I venture a remark, that the “royal” dates are too plentiful.

- This is not a coincidence, but the language of heaven communicating with us. For example, you called me on March 15, Nicolas II dethronement day. So, your visit is not accidental.

As a representative of laity, I ask him to tell me about the tsar family. But reverend Sergius confines himself to a couple of words about them being deeply religious people, leading righteous life yet facing a lot of suffering.

- To get to know them one need more than one conversation, - says he as we come out to the threshold of the church. - They had a fund of 4 million ruble, and when the war broke out, they spent all the money on hospitals and almshouses, helping the wounded. The tsar wore patched trousers and said about himself that he was a small man. There are too many lies about them, and we need to wash it off.

“The Bloody Sunday” has not been cancelled”

Communists were the main opponents to the Russian tsar’s monument installation in Mogilev. In Kraisk, communist Konstantin Kovalenya, ex-chairman of the village council, informs from the first minutes of the talk, that he isn’t a church-goer and believes in himself only.

- Today I am still a communist, though frankly speaking, a baptized one, - admits Konstantin Ivanovich. - There were 9 children in our family, I was the eldest. Our father lined us up in a file and took a position alongside with his belt in hands. Those were Soviet times and I was naturally against baptizing, so I pushed the cross away. But the priest hit me with it on a forehead and so I was baptized. What for the church, I think, the village needs it because most of the people find there salvation from drink and other misfortunes.

I ask the communist’s opinion on the bust in the village.

- I think it was a cruelty to shoot the tsar’s family. What could those women and that boy, the tsarevich, be blamed for? They might well be placed among the martyrs. Therefore I don’t feel wounded neither by the bust nor by the church consecration to his name. But the Bloody Sunday has never been cancelled and I believe the guilt lies at Nicholas’ door.

Reverend Sergius has his own opinion about this.

- When they speak about the Bloody Sunday, nobody mentions there was a provocation on the demonstrators’ side. They were first who began shooting at the soldiers. Plus at that moment the tsar was not in St Petersburg, he was in Tsarskoye Selo, more than 30 km away.

I don’t wait for the end of the talk and visit the local school, meeting Alexander Tsalabanov, a math and physics teacher.

- It’s terrible to remember, but we really danced in the church. When I came to Kraisk in 1984, nobody told me that the building had been a temple. I was a Komsomol member, and frankly speaking the first time I ever crossed myself was in 1995, the day of St Alexis Church consecration, celebrated by Filaret, Metropolitan of Minsk and Slutsk. So when reverend Sergius told that money came up to put up a bust, I was confronted with the inner struggle. We have been educated that it was the Bloody Sunday and bloody tsar too. On the other hand, his renunciation of the throne to avert civil war was a real feat. So if the bust was erected, let it be erected. May be it really is helping us.

The tsar family was large so I find the like family in Kraisk and visit Svetlana Savitskaya, a mother of 6 children.

- Yes, indeed, we hold the tsar family in esteem. Our children were born on the “tsar” dates and called in royal family honour. Aleksei, Olga and the eldest Nikolai serve in the temple. My first husband was a religious man, once he had a vision of tsar Nicholas, who gave him a blessing. The husband died shortly after. I was bearing the third child and it was a hard time. But I always asked the sovereign for help and always got it. Now I’m marrid for the second time, and my second husband loves children too.

Whoever lives in Kraisk – communists, ex-komsomol members or truly religious people – all of them have been witnesses to the event, which nobody even tries to deny. 12 years ago on the day of St Nicholas church consecration, the icon of the tsar was seen exuding myrrh. A great miracle according to all Christian canons. A sign of God’s will fulfillment.

◆ Extracted data
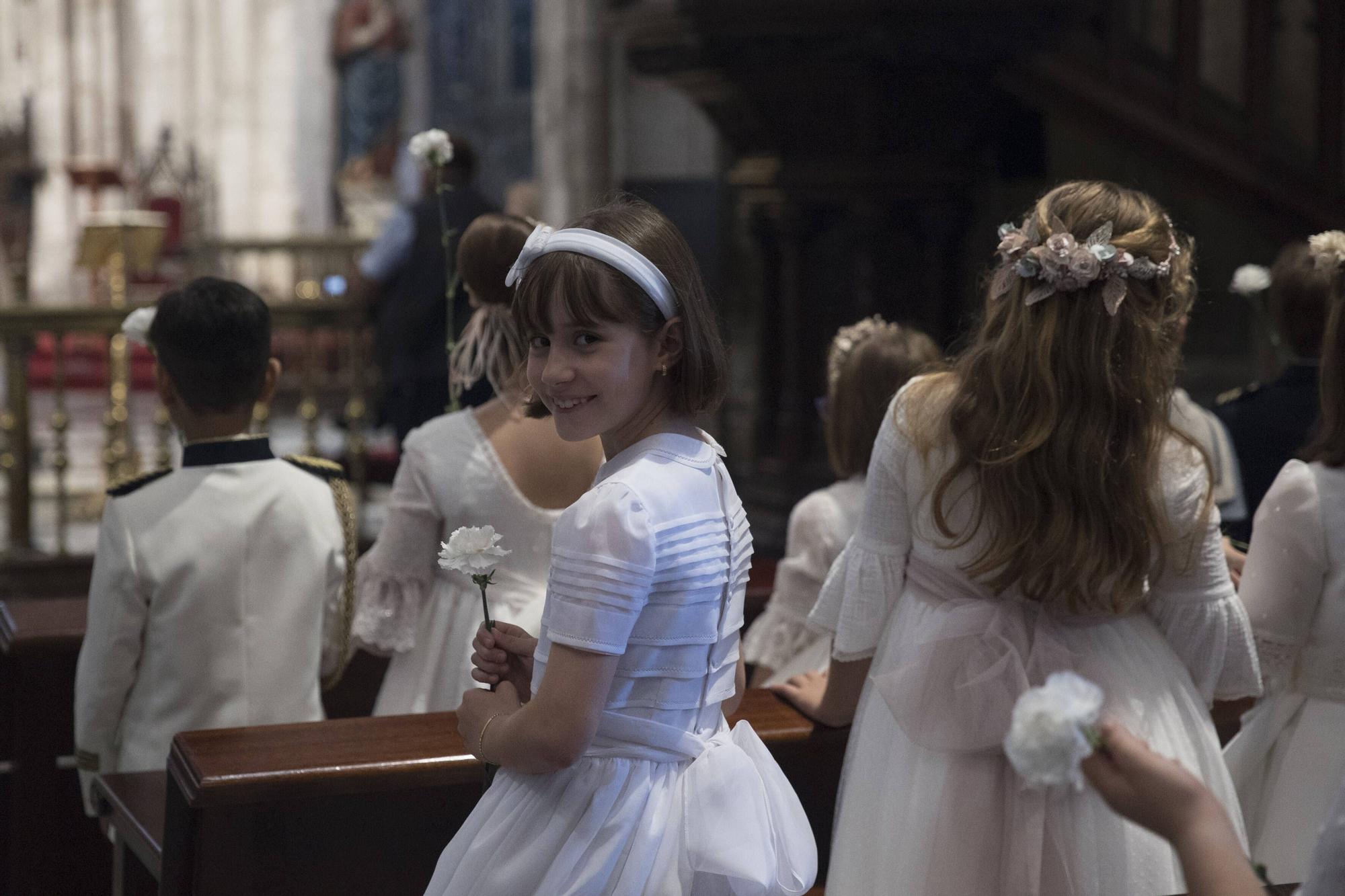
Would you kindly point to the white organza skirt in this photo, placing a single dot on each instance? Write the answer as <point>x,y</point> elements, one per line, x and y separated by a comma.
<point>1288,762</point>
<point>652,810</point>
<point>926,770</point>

--

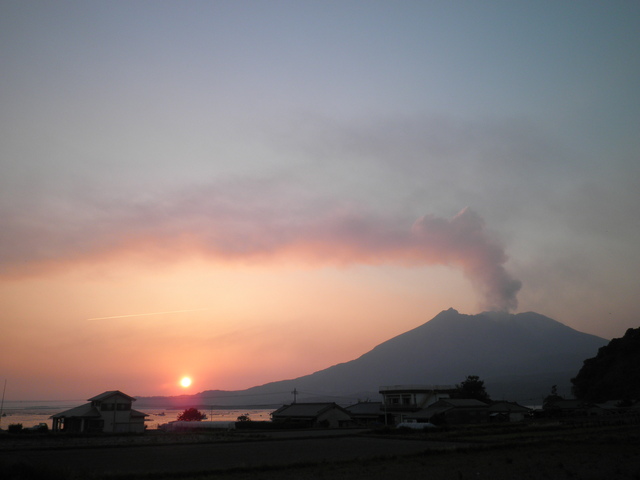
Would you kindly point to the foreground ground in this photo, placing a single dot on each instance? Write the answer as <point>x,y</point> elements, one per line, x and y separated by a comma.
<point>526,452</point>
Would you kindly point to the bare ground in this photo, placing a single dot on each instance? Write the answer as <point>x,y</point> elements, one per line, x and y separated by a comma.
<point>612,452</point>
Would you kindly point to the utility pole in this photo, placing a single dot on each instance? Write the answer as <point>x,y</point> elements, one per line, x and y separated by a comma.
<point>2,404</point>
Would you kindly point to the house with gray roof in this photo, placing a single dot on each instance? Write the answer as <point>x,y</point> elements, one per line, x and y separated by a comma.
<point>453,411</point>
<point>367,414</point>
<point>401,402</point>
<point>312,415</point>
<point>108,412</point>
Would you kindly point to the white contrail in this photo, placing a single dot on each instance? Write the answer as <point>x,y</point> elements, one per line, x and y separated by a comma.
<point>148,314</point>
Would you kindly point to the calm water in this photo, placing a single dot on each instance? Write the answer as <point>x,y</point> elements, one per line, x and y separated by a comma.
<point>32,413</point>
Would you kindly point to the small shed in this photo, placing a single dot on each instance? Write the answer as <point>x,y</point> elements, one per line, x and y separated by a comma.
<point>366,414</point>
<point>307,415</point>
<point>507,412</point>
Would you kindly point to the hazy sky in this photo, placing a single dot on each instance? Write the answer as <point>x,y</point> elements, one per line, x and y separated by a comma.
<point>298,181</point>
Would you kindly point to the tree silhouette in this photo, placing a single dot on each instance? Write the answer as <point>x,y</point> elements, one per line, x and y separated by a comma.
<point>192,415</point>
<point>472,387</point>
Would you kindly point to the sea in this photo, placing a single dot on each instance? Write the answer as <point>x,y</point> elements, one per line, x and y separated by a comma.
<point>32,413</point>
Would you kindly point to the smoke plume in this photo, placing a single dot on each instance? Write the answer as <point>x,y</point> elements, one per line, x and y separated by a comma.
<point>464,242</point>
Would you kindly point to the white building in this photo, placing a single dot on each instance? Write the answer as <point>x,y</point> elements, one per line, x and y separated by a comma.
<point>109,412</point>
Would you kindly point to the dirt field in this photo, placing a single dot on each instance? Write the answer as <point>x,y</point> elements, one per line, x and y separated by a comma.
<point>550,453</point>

* * *

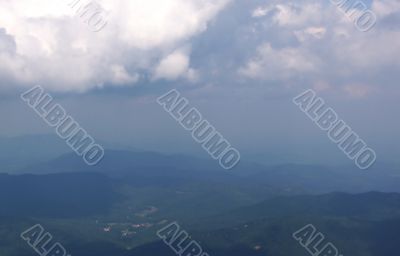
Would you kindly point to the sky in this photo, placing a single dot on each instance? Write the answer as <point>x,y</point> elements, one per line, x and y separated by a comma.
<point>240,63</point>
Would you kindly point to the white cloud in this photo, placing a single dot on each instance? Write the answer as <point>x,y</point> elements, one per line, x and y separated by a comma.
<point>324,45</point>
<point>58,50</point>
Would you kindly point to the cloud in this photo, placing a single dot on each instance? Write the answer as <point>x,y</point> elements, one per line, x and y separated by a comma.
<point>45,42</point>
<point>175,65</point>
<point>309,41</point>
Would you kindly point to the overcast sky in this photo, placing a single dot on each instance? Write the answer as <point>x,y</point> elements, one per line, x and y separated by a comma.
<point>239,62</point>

◆ Problems and tasks
A – According to the Kraisk page excerpt, in what year did Alexander Tsalabanov first cross himself?
B – Could you copy the Kraisk page excerpt word for word, between "- To get to" and "wash it off.", inclusive?

◆ Answers provided
A – 1995

B –
- To get to know them one need more than one conversation, - says he as we come out to the threshold of the church. - They had a fund of 4 million ruble, and when the war broke out, they spent all the money on hospitals and almshouses, helping the wounded. The tsar wore patched trousers and said about himself that he was a small man. There are too many lies about them, and we need to wash it off.